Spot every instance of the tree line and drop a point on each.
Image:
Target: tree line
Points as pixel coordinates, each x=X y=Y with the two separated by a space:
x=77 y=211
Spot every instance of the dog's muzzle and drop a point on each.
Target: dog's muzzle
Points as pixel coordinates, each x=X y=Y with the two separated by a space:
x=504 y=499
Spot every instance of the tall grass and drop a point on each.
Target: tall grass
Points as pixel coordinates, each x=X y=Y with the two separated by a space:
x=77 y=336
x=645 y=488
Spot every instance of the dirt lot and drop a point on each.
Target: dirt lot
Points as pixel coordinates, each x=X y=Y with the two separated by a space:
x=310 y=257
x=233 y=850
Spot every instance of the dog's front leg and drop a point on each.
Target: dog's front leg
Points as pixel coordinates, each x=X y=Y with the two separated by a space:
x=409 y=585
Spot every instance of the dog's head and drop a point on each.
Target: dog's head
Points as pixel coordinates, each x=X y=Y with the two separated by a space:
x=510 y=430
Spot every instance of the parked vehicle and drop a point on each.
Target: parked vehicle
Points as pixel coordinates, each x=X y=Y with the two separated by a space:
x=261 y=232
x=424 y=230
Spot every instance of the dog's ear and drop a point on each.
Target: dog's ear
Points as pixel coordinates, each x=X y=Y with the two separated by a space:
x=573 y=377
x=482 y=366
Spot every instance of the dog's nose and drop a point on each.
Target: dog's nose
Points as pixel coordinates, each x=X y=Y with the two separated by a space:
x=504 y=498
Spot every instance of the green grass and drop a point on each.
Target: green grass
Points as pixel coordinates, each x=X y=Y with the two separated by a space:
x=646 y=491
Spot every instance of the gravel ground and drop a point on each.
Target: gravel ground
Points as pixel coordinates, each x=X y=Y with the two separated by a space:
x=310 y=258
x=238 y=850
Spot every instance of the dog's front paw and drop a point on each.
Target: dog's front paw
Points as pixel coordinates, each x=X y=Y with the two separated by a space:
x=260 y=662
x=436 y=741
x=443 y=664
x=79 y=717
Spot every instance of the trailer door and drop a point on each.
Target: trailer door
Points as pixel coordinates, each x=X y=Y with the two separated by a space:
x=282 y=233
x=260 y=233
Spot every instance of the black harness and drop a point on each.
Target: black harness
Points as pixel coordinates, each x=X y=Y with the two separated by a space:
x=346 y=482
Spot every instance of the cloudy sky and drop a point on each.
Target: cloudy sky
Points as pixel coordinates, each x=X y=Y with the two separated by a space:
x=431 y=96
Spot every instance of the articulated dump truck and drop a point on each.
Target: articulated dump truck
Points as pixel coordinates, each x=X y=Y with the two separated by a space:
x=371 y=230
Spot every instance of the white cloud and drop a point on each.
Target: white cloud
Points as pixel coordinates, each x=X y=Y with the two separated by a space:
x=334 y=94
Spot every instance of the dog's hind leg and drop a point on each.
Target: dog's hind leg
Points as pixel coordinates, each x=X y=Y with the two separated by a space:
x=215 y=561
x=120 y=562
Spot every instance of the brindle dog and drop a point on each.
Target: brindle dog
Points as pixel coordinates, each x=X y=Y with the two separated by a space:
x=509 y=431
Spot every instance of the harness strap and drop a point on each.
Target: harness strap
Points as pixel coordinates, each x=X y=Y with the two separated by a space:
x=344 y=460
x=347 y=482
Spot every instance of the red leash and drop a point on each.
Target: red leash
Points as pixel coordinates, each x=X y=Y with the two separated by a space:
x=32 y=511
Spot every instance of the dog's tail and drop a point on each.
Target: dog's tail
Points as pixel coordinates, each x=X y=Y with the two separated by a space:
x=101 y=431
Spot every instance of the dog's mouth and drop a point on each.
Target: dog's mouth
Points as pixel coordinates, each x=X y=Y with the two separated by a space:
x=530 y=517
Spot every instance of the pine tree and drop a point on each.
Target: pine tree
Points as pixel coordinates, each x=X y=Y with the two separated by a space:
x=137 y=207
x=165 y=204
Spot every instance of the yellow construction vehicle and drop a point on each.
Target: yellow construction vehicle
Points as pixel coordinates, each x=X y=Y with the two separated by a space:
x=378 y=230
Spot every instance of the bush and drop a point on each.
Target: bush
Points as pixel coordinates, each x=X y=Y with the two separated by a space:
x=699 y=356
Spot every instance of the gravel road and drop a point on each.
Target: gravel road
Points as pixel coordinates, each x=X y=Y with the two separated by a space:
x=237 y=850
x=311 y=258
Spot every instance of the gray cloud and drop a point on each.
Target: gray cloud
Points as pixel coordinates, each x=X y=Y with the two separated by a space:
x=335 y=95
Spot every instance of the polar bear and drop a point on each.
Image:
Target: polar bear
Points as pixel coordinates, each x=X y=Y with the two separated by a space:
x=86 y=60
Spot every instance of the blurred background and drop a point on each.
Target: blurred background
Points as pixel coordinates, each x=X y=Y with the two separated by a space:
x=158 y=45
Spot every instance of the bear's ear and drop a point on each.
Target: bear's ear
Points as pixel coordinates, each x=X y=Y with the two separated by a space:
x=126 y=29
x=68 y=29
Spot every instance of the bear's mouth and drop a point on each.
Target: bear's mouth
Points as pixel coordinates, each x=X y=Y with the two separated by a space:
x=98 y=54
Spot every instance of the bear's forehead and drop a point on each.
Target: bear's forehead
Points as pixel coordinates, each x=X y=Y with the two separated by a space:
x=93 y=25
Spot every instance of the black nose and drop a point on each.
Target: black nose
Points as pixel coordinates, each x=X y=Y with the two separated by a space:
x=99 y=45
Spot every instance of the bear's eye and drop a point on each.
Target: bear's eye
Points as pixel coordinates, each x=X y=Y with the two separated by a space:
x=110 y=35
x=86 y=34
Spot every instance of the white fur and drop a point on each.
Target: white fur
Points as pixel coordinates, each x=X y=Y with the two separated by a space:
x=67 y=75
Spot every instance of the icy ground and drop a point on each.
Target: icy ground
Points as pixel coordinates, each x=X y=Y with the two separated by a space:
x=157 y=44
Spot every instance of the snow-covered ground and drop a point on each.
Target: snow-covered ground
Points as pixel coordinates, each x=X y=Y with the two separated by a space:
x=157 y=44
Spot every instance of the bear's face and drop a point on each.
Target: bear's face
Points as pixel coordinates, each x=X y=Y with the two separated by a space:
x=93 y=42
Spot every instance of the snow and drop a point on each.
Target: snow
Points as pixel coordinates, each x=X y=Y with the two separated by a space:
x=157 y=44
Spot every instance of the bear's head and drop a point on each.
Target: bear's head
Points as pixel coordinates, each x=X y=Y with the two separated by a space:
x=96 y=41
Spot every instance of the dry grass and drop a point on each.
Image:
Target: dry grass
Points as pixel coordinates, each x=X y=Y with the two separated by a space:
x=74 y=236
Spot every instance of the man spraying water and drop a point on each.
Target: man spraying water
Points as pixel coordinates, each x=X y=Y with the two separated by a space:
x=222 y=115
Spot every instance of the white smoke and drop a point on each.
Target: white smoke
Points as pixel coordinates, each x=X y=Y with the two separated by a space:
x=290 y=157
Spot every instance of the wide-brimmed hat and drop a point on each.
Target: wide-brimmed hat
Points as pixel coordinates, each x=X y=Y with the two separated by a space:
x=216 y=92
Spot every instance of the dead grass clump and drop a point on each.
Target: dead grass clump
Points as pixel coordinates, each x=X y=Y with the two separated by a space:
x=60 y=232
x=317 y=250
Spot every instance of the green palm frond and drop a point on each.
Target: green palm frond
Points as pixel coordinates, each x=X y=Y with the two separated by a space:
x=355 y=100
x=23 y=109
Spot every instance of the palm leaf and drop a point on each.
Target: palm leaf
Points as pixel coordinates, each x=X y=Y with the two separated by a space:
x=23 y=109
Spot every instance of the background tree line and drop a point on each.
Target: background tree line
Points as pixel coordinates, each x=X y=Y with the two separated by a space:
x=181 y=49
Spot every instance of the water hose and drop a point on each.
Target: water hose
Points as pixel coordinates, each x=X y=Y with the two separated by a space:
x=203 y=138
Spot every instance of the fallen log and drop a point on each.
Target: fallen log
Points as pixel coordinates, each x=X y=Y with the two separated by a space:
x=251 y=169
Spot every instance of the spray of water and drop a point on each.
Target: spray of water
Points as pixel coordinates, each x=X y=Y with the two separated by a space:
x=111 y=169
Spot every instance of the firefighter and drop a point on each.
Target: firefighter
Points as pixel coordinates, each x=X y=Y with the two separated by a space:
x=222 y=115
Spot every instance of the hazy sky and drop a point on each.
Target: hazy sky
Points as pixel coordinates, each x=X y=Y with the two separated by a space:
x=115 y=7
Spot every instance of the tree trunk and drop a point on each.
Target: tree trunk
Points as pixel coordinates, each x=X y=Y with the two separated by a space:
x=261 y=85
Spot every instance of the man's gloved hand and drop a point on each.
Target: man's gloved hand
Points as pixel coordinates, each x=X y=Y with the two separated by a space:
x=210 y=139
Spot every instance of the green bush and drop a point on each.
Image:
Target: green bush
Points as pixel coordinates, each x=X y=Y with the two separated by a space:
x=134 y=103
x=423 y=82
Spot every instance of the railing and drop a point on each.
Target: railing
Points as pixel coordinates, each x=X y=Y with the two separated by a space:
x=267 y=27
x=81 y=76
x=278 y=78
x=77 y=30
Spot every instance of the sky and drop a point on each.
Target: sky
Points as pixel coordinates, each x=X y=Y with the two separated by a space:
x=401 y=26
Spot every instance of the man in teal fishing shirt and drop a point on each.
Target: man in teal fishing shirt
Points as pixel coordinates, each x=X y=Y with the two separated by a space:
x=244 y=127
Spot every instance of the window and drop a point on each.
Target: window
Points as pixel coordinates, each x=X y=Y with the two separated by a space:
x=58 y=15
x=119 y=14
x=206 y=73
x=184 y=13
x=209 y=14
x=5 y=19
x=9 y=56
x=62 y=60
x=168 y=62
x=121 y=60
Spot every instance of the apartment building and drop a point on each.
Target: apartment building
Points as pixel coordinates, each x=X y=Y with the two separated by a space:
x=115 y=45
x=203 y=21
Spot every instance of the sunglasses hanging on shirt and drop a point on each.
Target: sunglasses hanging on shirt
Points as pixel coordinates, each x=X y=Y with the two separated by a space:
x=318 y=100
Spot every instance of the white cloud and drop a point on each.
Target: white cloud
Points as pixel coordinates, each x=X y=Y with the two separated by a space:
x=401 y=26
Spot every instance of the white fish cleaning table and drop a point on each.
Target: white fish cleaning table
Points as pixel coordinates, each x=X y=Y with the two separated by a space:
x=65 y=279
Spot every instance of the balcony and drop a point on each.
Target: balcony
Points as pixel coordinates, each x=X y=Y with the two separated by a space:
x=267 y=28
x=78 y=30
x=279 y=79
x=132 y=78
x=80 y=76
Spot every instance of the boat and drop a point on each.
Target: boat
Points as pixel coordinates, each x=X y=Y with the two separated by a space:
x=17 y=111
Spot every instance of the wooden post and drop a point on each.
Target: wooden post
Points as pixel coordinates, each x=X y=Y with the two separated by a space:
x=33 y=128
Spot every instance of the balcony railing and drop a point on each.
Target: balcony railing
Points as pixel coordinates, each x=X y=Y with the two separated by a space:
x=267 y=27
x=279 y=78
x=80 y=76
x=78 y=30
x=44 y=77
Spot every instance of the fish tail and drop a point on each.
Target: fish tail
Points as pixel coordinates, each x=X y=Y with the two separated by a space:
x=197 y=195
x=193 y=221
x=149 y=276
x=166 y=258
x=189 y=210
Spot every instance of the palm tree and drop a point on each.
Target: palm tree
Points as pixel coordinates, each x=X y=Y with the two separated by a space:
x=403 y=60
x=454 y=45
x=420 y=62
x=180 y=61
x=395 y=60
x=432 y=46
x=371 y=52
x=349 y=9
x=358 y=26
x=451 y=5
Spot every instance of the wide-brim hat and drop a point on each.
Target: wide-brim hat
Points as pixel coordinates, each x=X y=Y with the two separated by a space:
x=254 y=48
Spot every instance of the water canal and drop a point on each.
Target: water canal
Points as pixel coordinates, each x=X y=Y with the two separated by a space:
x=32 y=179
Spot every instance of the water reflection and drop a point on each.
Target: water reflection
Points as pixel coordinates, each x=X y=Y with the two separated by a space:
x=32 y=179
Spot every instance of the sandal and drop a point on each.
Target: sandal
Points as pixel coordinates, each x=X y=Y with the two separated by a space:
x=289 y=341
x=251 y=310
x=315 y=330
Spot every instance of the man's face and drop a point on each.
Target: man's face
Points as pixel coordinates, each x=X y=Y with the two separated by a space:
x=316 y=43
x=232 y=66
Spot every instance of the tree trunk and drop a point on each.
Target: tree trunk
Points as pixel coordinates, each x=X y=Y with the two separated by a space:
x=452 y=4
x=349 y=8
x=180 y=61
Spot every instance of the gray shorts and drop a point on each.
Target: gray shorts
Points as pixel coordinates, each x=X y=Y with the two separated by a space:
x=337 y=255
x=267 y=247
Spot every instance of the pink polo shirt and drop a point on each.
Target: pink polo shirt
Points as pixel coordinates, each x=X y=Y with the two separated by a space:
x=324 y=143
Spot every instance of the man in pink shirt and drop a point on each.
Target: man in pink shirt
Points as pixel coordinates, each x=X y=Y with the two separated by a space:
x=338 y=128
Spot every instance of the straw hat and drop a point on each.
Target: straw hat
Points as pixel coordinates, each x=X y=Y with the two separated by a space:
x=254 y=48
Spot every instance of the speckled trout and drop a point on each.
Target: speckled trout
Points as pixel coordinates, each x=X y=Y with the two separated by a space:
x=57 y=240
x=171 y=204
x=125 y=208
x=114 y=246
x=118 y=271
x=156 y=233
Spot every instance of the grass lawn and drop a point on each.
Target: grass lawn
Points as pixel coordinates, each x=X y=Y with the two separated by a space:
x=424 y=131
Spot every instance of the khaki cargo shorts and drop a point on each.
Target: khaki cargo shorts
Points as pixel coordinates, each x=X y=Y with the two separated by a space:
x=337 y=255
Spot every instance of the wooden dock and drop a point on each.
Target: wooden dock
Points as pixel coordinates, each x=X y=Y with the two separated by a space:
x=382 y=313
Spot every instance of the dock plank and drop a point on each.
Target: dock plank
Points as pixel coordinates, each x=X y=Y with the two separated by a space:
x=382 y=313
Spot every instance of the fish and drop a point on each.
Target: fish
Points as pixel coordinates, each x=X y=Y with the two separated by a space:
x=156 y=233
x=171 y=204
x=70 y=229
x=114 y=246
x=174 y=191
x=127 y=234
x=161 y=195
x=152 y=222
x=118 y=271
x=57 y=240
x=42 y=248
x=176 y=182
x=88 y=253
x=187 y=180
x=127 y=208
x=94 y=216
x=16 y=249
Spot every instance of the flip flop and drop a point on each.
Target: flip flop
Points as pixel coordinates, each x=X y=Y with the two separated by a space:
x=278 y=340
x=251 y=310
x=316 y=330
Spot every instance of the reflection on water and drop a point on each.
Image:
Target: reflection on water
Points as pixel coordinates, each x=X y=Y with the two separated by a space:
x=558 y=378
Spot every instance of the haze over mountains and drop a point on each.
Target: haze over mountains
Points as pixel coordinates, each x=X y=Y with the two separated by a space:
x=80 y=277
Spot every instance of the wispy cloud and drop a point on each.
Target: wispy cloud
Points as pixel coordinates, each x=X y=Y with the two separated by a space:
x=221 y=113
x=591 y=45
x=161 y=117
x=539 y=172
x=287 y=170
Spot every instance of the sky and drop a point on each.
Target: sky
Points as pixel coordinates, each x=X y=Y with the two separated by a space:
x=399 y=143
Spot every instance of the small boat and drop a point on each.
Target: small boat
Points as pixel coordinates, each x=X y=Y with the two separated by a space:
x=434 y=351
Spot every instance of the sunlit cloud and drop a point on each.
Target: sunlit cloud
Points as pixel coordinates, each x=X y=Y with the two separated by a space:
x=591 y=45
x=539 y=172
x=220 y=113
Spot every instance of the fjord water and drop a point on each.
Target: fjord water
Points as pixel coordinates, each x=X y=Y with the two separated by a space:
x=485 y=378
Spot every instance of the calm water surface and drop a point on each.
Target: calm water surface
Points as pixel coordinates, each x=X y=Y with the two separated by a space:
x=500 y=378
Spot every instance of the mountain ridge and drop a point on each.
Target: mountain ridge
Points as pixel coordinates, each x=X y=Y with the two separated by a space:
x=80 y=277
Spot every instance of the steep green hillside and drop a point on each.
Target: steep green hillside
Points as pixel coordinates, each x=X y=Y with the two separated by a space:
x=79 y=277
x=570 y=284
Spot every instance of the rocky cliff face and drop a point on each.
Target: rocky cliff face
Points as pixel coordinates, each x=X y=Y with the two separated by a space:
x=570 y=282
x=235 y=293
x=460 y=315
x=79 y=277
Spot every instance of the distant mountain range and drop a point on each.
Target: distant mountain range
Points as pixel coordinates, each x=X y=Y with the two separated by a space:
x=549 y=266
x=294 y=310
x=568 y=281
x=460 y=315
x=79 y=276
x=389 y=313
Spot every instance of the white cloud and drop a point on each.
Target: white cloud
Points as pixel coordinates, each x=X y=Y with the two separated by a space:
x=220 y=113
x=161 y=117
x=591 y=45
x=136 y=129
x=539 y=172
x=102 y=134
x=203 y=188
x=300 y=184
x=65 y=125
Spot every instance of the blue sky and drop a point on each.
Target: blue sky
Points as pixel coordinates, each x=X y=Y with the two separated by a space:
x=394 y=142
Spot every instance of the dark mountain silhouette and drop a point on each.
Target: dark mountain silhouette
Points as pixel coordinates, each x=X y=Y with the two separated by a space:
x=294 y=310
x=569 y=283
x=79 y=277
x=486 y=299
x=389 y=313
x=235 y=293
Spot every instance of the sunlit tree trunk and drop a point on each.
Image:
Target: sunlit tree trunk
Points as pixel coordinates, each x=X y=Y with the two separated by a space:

Problem:
Can you extract every line exactly as it appears, everything from the line containing "Spot every instance of the cloudy" down to the line containing "x=530 y=517", with both of those lines included?

Output below:
Spot every instance of the cloudy sky and drop a point on each.
Target: cloudy sky
Points as pixel coordinates, each x=X y=Y with the two separated by a space:
x=431 y=96
Spot every instance of the articulated dump truck and drop a point on each.
Target: articulated dump truck
Points as pixel coordinates, each x=X y=Y with the two separated by a space:
x=371 y=230
Spot every instance of the white cloud and drop a point on each.
Target: white cloud
Points as pixel coordinates, each x=X y=Y with the two separated by a space:
x=334 y=94
Spot every instance of the dog's hind leg and drop a point on each.
Target: dog's hind leg
Points as pixel coordinates, each x=X y=Y with the two separated by a space:
x=215 y=561
x=120 y=562
Spot every instance of the brindle dog and drop a point on each.
Target: brindle dog
Points as pixel coordinates, each x=X y=Y with the two separated by a space:
x=509 y=431
Spot every instance of the harness strap and drop a point on each.
Target: harness strap
Points as pixel coordinates, each x=X y=Y with the two separated by a space:
x=344 y=460
x=347 y=482
Spot every instance of the red leash and drop a point on each.
Target: red leash
Points as pixel coordinates, each x=X y=Y with the two separated by a space:
x=32 y=511
Spot every instance of the dog's tail and drop a point on each.
Target: dog's tail
Points as pixel coordinates, each x=X y=Y with the two separated by a space:
x=101 y=431
Spot every instance of the dog's mouth and drop a point on each.
Target: dog's mouth
Points as pixel coordinates, each x=X y=Y with the two separated by a space:
x=530 y=517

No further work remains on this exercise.